STATED PROBLEM: Rewrite every line of the records below as a JSON list of strings, with one string per line and blank lines left out.
[TASK INPUT start]
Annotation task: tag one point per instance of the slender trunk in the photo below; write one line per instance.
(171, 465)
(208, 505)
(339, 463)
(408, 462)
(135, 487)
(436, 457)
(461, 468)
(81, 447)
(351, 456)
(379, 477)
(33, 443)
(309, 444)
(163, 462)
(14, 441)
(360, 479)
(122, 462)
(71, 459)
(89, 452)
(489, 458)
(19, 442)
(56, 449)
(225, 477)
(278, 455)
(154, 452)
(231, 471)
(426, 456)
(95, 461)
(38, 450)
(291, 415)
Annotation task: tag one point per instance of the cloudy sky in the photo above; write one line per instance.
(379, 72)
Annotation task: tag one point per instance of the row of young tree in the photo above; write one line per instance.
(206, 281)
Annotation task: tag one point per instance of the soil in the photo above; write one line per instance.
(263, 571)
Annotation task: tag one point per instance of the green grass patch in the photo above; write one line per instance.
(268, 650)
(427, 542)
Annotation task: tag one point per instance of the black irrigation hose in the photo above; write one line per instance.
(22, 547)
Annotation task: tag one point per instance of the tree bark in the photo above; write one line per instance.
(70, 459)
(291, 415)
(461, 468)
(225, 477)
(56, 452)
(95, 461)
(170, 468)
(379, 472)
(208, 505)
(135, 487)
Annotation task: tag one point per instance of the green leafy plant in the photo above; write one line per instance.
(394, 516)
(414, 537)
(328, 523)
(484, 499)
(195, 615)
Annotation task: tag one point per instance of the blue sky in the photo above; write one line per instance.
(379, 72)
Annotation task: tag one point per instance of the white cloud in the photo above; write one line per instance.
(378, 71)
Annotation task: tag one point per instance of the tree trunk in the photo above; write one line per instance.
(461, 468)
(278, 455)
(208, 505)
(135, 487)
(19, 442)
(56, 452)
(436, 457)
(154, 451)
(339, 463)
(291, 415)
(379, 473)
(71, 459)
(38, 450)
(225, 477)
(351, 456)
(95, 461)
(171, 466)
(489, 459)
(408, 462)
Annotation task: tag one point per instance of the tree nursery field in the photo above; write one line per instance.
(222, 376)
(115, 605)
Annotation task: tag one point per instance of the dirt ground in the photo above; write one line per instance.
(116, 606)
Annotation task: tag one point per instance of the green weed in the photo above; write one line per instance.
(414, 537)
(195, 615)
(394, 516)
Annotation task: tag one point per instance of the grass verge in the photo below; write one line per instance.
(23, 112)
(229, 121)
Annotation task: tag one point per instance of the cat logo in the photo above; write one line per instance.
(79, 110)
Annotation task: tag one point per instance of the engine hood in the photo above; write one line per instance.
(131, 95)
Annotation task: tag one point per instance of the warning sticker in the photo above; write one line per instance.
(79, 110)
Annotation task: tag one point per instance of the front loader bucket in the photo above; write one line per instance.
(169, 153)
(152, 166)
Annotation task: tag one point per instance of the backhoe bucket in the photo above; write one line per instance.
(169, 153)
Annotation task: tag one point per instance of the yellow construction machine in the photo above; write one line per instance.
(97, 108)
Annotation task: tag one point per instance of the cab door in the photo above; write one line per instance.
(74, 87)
[TASK INPUT end]
TASK RESULT:
[
  "Annotation task: tag one point per instance of the slender trunk in the photo below; write one line per instance.",
  "(171, 465)",
  "(208, 505)",
  "(339, 463)",
  "(408, 462)",
  "(135, 487)",
  "(436, 457)",
  "(461, 468)",
  "(81, 447)",
  "(351, 456)",
  "(379, 477)",
  "(33, 443)",
  "(309, 444)",
  "(163, 462)",
  "(14, 441)",
  "(360, 479)",
  "(122, 462)",
  "(71, 459)",
  "(89, 452)",
  "(489, 458)",
  "(19, 442)",
  "(56, 449)",
  "(225, 477)",
  "(278, 455)",
  "(154, 452)",
  "(231, 471)",
  "(426, 456)",
  "(95, 461)",
  "(38, 450)",
  "(291, 415)",
  "Annotation task: tag one point per instance of the cloudy sky in the photo above; write one line per instance.",
  "(379, 72)",
  "Annotation task: tag one point per instance of the row of young tree in the photo above; write one line per instance.",
  "(206, 281)",
  "Annotation task: tag one point per instance of the soil in the photo above; write one line per instance.",
  "(263, 571)",
  "Annotation task: tag one point per instance of the green grass patch in the photo above; write one line per instance.",
  "(268, 650)",
  "(427, 542)",
  "Annotation task: tag one point per instance of the black irrigation hose in the photo above; write one line per instance.",
  "(22, 547)",
  "Annotation task: tag one point per instance of the tree bark in the photo above; write one line per instance.",
  "(70, 459)",
  "(291, 415)",
  "(461, 468)",
  "(225, 477)",
  "(56, 452)",
  "(95, 461)",
  "(170, 468)",
  "(379, 472)",
  "(208, 505)",
  "(135, 487)",
  "Annotation task: tag one point per instance of the green leafy plant in the photo above; write one line per instance.",
  "(394, 516)",
  "(414, 537)",
  "(328, 523)",
  "(484, 499)",
  "(195, 615)",
  "Annotation task: tag one point per instance of the blue sky in the photo above; write one line per instance.",
  "(379, 72)",
  "Annotation task: tag one point per instance of the white cloud in the photo above; write one line per instance.",
  "(378, 71)",
  "Annotation task: tag one point per instance of the tree trunk in the photo above; write one line per instance.",
  "(461, 468)",
  "(278, 455)",
  "(208, 505)",
  "(135, 487)",
  "(19, 442)",
  "(56, 452)",
  "(436, 457)",
  "(154, 451)",
  "(339, 463)",
  "(291, 415)",
  "(379, 473)",
  "(71, 459)",
  "(38, 450)",
  "(225, 477)",
  "(351, 456)",
  "(95, 461)",
  "(171, 466)",
  "(489, 459)",
  "(408, 462)",
  "Annotation task: tag one point per instance of the tree nursery field in the photo above; write one line per instance.",
  "(222, 376)",
  "(115, 605)",
  "Annotation task: tag one point per instance of the dirt ground in the photo above; write one line per instance.",
  "(116, 606)",
  "Annotation task: tag one point per instance of the green weed in the photo above; write one line per instance.",
  "(414, 537)",
  "(195, 615)",
  "(394, 516)",
  "Annotation task: tag one point per instance of the grass verge in the photo below; write one line per instance.",
  "(23, 112)",
  "(229, 121)",
  "Annotation task: tag one point per instance of the cat logo in the photo above; write one line per instance.",
  "(79, 110)",
  "Annotation task: tag one point per instance of the engine hood in the photo above; write one line per instance.",
  "(131, 95)",
  "Annotation task: tag one point per instance of the warning sticker in the photo above; write one line per instance.",
  "(79, 110)",
  "Annotation task: tag one point per instance of the front loader bucket in the photo above; write one line per instance.",
  "(169, 153)",
  "(152, 166)",
  "Annotation task: tag one point per instance of the backhoe bucket in the photo above; write one line per instance.",
  "(169, 153)",
  "Annotation task: tag one point per instance of the yellow construction machine in the photo above; write one line per instance.",
  "(97, 108)",
  "Annotation task: tag one point per instance of the cab door in the photo above; write one line per instance.",
  "(74, 87)"
]